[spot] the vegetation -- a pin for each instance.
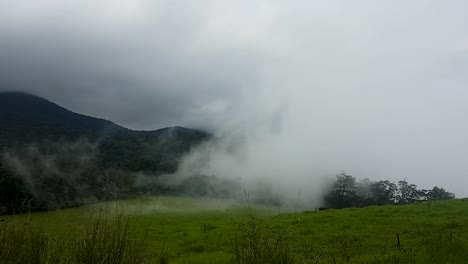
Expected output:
(52, 158)
(347, 192)
(188, 230)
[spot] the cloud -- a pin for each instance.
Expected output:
(312, 87)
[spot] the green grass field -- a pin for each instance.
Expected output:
(189, 230)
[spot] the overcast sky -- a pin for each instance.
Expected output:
(375, 88)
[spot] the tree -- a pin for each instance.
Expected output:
(408, 193)
(439, 194)
(384, 192)
(343, 193)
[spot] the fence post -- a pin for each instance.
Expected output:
(398, 241)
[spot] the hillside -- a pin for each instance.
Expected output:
(57, 157)
(27, 119)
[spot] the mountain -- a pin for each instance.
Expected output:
(53, 158)
(26, 119)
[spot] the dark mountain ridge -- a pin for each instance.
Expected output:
(56, 158)
(26, 118)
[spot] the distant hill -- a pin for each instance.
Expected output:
(27, 119)
(53, 158)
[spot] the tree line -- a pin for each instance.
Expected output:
(346, 191)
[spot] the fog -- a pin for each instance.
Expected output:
(295, 92)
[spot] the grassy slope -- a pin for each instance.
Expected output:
(202, 231)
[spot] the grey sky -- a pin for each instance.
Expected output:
(375, 88)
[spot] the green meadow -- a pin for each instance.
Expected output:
(196, 230)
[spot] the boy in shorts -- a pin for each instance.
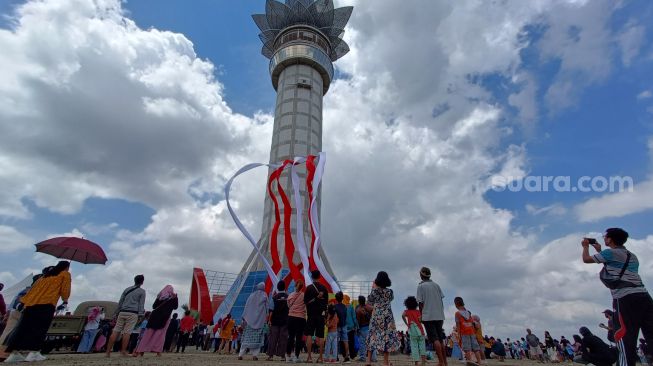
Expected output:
(467, 332)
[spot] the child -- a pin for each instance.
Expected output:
(411, 317)
(467, 332)
(331, 351)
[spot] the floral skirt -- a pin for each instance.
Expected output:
(252, 338)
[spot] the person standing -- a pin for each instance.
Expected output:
(549, 346)
(186, 326)
(296, 322)
(226, 330)
(153, 339)
(13, 317)
(429, 296)
(363, 316)
(172, 330)
(594, 350)
(352, 326)
(343, 340)
(534, 350)
(131, 307)
(316, 300)
(465, 325)
(278, 338)
(632, 303)
(90, 329)
(3, 310)
(383, 331)
(254, 317)
(39, 307)
(478, 328)
(411, 318)
(331, 347)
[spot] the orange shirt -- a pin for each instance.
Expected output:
(479, 334)
(465, 326)
(413, 317)
(47, 290)
(225, 333)
(187, 323)
(332, 323)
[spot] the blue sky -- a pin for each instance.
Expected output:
(564, 89)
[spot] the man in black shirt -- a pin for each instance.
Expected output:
(316, 299)
(341, 310)
(594, 350)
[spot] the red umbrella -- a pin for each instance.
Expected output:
(76, 249)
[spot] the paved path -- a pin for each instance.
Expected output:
(201, 358)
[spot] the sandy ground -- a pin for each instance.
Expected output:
(202, 358)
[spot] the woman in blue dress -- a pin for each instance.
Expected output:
(383, 331)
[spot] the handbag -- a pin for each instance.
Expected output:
(616, 283)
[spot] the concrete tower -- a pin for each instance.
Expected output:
(302, 39)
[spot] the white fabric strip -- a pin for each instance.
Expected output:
(227, 188)
(300, 243)
(319, 170)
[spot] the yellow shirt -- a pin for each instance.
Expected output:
(479, 335)
(47, 290)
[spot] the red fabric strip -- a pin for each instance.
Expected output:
(287, 233)
(310, 169)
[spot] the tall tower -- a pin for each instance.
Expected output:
(302, 39)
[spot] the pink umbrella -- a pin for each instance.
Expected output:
(76, 249)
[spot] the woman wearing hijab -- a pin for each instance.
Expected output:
(157, 324)
(225, 334)
(40, 302)
(254, 318)
(91, 328)
(383, 332)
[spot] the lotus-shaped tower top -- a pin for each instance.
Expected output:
(319, 15)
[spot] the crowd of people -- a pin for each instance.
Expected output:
(285, 325)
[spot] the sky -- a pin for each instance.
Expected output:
(122, 121)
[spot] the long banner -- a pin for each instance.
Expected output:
(309, 257)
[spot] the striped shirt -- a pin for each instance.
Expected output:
(47, 290)
(614, 260)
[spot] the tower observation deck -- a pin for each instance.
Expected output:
(302, 39)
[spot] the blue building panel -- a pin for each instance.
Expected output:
(236, 298)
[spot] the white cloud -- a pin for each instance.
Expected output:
(555, 209)
(579, 38)
(12, 240)
(617, 204)
(630, 41)
(645, 94)
(116, 111)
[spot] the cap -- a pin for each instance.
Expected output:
(315, 274)
(425, 271)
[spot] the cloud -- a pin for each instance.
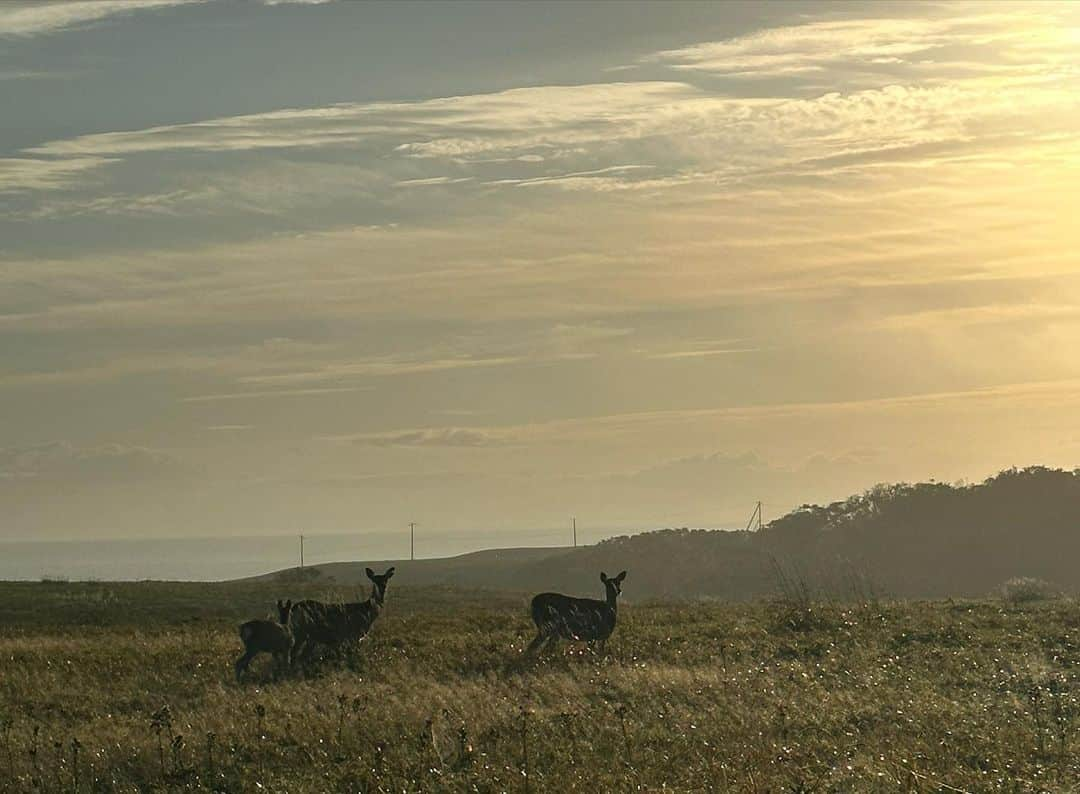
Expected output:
(65, 461)
(24, 174)
(39, 18)
(875, 49)
(436, 438)
(271, 393)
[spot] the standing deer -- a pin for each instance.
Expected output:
(267, 636)
(316, 621)
(562, 616)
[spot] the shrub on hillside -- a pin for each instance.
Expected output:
(1027, 590)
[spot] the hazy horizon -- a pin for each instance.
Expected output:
(291, 266)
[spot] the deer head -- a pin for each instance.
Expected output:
(613, 584)
(284, 610)
(380, 581)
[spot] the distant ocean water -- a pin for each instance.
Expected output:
(232, 557)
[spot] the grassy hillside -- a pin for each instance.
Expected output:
(769, 696)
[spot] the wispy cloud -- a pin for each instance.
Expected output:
(272, 393)
(22, 174)
(877, 49)
(436, 438)
(39, 18)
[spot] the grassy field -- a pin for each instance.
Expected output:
(130, 687)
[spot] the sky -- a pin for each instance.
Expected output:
(278, 267)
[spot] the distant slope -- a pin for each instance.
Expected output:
(928, 539)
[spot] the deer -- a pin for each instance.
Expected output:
(565, 617)
(320, 622)
(268, 636)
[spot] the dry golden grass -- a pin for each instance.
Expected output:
(764, 697)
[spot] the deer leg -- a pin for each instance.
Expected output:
(243, 661)
(537, 643)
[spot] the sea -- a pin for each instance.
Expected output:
(237, 556)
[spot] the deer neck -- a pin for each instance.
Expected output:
(377, 597)
(611, 600)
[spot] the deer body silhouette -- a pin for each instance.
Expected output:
(267, 636)
(327, 623)
(565, 617)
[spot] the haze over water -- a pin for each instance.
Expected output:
(232, 557)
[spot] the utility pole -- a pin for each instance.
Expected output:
(758, 516)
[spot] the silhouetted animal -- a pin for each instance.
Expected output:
(562, 616)
(319, 622)
(267, 636)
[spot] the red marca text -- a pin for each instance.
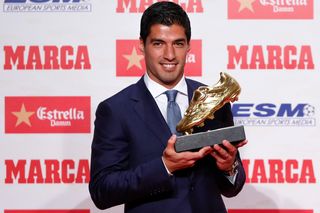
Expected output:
(136, 6)
(46, 58)
(47, 171)
(279, 171)
(270, 57)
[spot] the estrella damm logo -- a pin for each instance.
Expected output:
(47, 114)
(270, 9)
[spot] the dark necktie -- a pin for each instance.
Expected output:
(173, 111)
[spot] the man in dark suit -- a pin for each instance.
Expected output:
(133, 157)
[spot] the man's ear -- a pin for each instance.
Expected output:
(141, 45)
(189, 46)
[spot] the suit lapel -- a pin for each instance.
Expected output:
(147, 109)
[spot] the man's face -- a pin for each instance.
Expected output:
(165, 53)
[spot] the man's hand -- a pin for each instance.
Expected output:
(225, 156)
(176, 161)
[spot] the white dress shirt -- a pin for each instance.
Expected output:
(158, 93)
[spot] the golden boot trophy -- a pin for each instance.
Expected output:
(205, 102)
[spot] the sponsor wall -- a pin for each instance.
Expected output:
(59, 59)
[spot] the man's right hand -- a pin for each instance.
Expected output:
(176, 161)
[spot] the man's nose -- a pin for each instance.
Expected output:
(169, 53)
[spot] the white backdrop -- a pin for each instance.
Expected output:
(45, 166)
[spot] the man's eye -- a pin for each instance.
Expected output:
(179, 44)
(157, 44)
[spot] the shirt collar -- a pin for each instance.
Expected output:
(156, 89)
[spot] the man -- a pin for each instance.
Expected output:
(133, 157)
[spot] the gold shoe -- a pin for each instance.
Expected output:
(207, 100)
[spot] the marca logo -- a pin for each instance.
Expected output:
(48, 211)
(269, 211)
(46, 58)
(270, 9)
(49, 171)
(139, 6)
(46, 6)
(269, 114)
(270, 57)
(130, 61)
(47, 114)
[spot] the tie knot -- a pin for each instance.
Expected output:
(171, 95)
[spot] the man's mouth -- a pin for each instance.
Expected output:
(169, 66)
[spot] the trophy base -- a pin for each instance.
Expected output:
(234, 134)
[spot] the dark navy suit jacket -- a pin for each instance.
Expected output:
(126, 167)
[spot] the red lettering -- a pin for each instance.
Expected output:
(274, 57)
(12, 57)
(278, 57)
(52, 171)
(307, 172)
(65, 58)
(131, 6)
(237, 56)
(35, 172)
(13, 172)
(306, 59)
(67, 166)
(276, 168)
(82, 59)
(51, 57)
(65, 171)
(65, 63)
(34, 59)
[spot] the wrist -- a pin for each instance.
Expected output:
(233, 170)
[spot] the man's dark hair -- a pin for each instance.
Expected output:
(165, 13)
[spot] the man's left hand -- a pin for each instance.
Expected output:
(225, 155)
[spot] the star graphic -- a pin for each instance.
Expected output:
(246, 4)
(23, 116)
(134, 59)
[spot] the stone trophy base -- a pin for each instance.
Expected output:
(234, 134)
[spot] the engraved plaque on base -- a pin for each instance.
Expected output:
(234, 134)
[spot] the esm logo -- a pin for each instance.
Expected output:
(46, 6)
(270, 114)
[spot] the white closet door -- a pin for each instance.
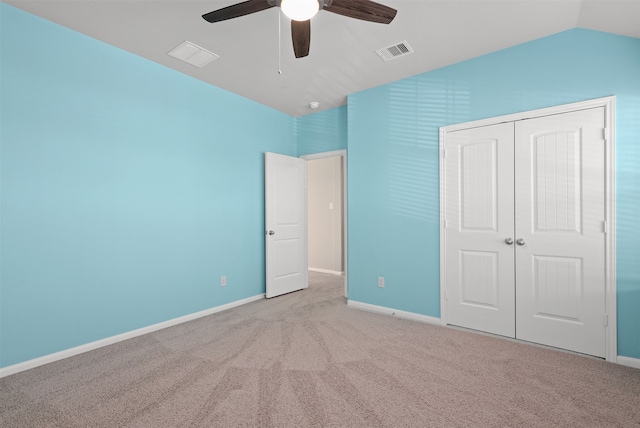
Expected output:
(479, 218)
(560, 209)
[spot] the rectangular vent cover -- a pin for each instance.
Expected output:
(395, 51)
(192, 54)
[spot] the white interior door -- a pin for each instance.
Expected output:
(286, 224)
(480, 229)
(560, 213)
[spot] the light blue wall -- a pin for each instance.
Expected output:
(324, 131)
(393, 160)
(127, 190)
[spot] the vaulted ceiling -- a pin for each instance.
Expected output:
(256, 57)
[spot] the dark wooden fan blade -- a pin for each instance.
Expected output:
(301, 36)
(237, 10)
(366, 10)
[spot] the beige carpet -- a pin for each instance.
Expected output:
(306, 360)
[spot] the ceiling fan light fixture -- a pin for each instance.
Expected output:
(300, 10)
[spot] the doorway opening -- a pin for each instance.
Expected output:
(327, 213)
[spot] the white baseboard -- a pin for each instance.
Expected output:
(628, 361)
(394, 312)
(332, 272)
(16, 368)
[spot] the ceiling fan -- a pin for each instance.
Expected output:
(301, 12)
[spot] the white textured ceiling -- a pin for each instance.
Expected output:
(342, 58)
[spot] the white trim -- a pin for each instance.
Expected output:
(394, 312)
(610, 294)
(343, 154)
(628, 361)
(332, 272)
(324, 155)
(30, 364)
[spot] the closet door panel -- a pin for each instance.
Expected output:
(560, 209)
(479, 217)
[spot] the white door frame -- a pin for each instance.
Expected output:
(610, 257)
(343, 154)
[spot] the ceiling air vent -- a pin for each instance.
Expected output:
(192, 54)
(394, 51)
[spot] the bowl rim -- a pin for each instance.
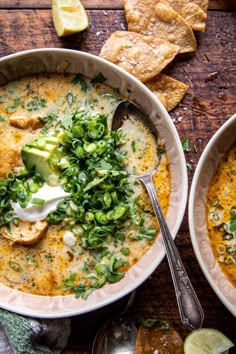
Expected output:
(184, 195)
(210, 145)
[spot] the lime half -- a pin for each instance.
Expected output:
(207, 341)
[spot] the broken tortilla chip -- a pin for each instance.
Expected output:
(142, 56)
(157, 19)
(158, 340)
(194, 12)
(168, 90)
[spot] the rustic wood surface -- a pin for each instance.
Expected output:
(211, 100)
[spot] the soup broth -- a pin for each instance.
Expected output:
(64, 260)
(221, 214)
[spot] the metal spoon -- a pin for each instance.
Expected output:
(190, 309)
(116, 336)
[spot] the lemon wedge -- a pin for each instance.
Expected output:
(69, 16)
(207, 341)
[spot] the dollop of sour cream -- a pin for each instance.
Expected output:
(51, 196)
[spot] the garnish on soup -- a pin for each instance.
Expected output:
(221, 214)
(71, 218)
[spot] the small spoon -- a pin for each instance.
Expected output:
(190, 309)
(117, 335)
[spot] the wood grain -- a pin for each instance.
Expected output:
(98, 4)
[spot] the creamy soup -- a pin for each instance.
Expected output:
(221, 214)
(71, 218)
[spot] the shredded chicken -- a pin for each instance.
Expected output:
(26, 233)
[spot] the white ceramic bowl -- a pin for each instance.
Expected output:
(17, 65)
(217, 146)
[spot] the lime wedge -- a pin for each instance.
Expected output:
(207, 341)
(69, 16)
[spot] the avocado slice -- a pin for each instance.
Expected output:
(39, 155)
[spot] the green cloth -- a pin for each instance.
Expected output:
(23, 335)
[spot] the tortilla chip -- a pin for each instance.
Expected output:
(142, 56)
(168, 90)
(194, 12)
(158, 340)
(157, 19)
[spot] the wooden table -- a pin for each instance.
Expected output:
(211, 100)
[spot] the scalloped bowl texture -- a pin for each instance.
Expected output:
(54, 60)
(223, 139)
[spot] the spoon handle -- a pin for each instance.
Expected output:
(191, 312)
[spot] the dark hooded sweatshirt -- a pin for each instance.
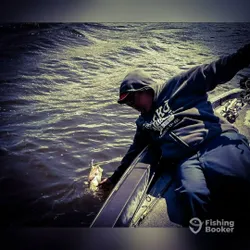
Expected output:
(182, 119)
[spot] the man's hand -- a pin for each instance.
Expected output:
(106, 184)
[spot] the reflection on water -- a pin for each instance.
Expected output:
(59, 88)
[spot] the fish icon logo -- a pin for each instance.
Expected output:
(195, 225)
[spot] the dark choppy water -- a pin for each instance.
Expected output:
(59, 85)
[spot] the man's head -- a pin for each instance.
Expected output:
(136, 91)
(139, 100)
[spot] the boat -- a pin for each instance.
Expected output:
(141, 197)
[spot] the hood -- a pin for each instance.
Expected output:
(137, 80)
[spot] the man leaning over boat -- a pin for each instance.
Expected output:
(212, 158)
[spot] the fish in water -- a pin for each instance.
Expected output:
(95, 176)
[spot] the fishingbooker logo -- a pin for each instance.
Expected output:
(211, 226)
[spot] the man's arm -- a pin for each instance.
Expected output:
(208, 76)
(139, 143)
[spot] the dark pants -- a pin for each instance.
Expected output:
(215, 183)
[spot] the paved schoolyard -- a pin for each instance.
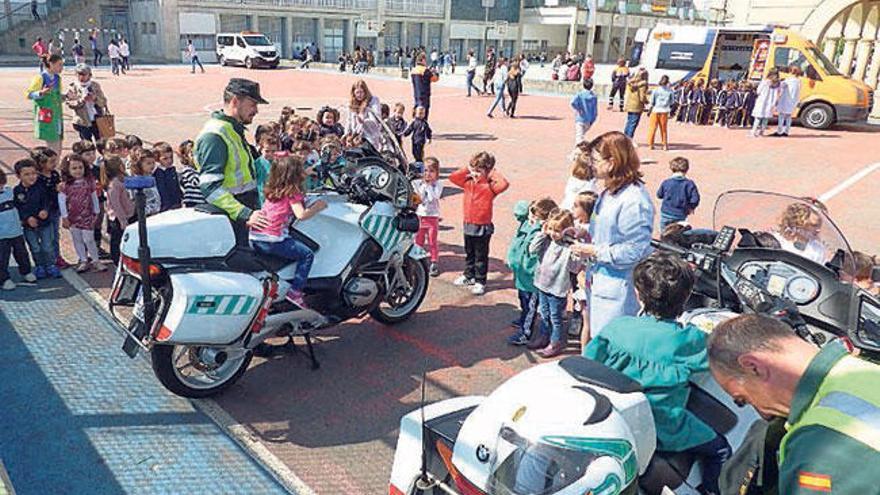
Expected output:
(336, 427)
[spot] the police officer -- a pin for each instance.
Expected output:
(225, 158)
(831, 400)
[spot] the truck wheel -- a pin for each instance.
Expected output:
(817, 116)
(182, 370)
(398, 306)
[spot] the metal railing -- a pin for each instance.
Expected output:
(416, 7)
(308, 4)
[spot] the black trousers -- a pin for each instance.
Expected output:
(476, 249)
(419, 152)
(17, 247)
(511, 105)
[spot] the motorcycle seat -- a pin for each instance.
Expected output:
(588, 371)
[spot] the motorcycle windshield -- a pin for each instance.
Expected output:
(524, 467)
(798, 225)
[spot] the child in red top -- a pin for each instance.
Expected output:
(481, 184)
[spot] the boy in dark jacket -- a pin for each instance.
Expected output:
(421, 132)
(33, 202)
(679, 194)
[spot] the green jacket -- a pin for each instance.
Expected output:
(661, 355)
(220, 177)
(520, 261)
(834, 428)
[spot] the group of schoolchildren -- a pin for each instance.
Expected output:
(78, 193)
(728, 104)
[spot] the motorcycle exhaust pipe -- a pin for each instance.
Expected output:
(214, 357)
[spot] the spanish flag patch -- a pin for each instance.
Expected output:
(813, 481)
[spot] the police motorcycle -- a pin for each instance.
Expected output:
(575, 427)
(202, 299)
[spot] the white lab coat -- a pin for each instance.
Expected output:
(765, 103)
(789, 95)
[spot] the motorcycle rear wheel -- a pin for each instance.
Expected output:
(166, 360)
(416, 272)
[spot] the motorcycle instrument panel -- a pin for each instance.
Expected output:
(782, 280)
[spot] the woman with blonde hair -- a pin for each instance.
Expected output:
(364, 114)
(623, 219)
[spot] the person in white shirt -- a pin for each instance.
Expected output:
(115, 58)
(193, 56)
(124, 52)
(789, 96)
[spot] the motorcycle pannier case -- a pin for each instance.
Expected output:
(212, 307)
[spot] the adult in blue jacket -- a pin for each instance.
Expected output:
(623, 219)
(422, 77)
(585, 112)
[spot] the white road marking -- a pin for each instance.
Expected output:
(861, 174)
(240, 434)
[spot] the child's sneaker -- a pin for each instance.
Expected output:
(296, 297)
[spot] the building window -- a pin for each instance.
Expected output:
(334, 39)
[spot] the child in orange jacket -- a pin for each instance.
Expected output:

== == ==

● Given exercise
Take the line with "[spot] the motorcycle pannier" and all lines after it to the last line, and reproduce them exactly.

● Task solution
[spot] the motorcycle pannier case -- a pin for each instance.
Expected output:
(212, 307)
[spot] the adult in blue jacket -- a pin for each instance.
Expected output:
(623, 219)
(422, 77)
(585, 112)
[spot] the white road marking -- a pin for each instance.
Expected output:
(861, 174)
(240, 434)
[spot] the child's sneaker -- a pin for each instance.
Expected output:
(296, 297)
[spot] the building window -- a pin for each instance.
Expected output:
(334, 39)
[spot] the child in orange jacket -- a pin for each instance.
Expected output:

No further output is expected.